**設定課題**
A. 貿易戦争に関する文章によれば、トランプ大統領が関税引き上げの発動延期を発表したのは、どれだけの額に相当する中国製品についてですか。
B. 貿易戦争に関する文章を、最後の文の後から書き継いでください。
#### 抜粋本文 ####
貿易戦争は、貿易、経済、そして評論家(!)にまで損害を与えている。状況はローラーコースターのようにめまぐるしく変化してきた。関税の設定、発動の延期、関税の引き上げ、行き詰まり状態の打開、それから沈黙が続いた後、大きな取り決めが交わされた。それ以降、動きは見られない。

先週の発表は、おそらくこれまでで最も前向きに合意の可能性について言及したものであったと言えるだろう。しかし、今週月曜日の朝にWall Street JournalやFinancial Timesのホームページを見ても、打開についてはほとんど触れられていない。昨今ニュースの寿命が短くなったとはいえ、このことは、先週の大胆な発言が何か有意義なものに結実するかどうかについて深い疑念が残っていることを示している。

中国側の通商交渉団代表で、さらに重要なことには、習近平主席の右腕でもある劉鶴副首相が、過日ワシントンを訪問した後、トランプ大統領は第1段階の合意について「具体的な進展」があったとして、2,500億ドル相当の中国製品に対する関税引き上げの発動延期を発表した。数日間中国側からの動きはなかったが、その後、劉副首相は「実質的な進展を得て、段階的合意のための重要な基礎を固めた」との見方を示した。その劉副首相が、米国訪問後、中国東部で開催された仮想現実(VR)関連会議へ出席したことは、奇妙で皮肉な巡り合わせだ。トランプ大統領の仮想に満ちた発言から現実的な内容を汲み取るのは時に困難であるといえるからだ。
#### 提供資料 ####
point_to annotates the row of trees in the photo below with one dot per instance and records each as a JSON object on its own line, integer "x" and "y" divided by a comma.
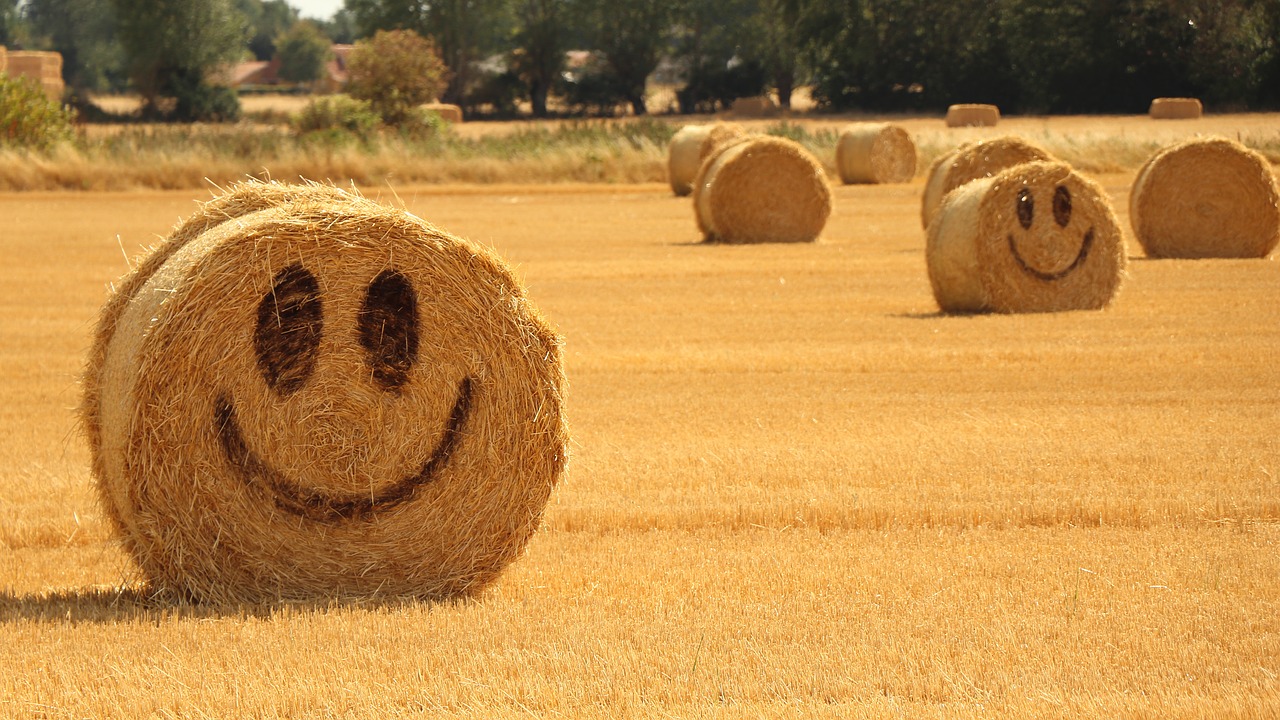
####
**解答**
A. 2,500億ドル相当の中国製品です。

B.
第1段階の合意に漕ぎ着けたことから、観測筋は第2段階の合意のみならず、おそらく第3段階の合意も期待しているだろう。トランプ大統領は、まず部分的合意を実現することに前向きな姿勢を何度かほのめかしてきたが、その後、方針を転換している。今回の最新発表は、少なくとも交渉が正しい軌道に戻った証拠であると受け止められてはいるが、その詳細は完全に抜け落ちている。いつものように、中国側は農産物の購入を訴えているが、より広範囲にわたる両国関係のリバランスにおいて、それはほぼ枝葉の問題にすぎない。また、中国は今後深刻な食糧問題に直面するとみられている。国民と家畜を養うために大豆の輸入に依存している上、国内の養豚業に壊滅的な打撃を与えているアフリカ豚コレラへの対応にも追われている。頭数を確定するのは難しいが、豚の国内飼育数は40%以上減少しており、今後も打撃が続くとみられている。中国が食料の購入に積極的なのは、米国への譲歩ではなく、自国側の大きなニーズを反映したものであるといえる。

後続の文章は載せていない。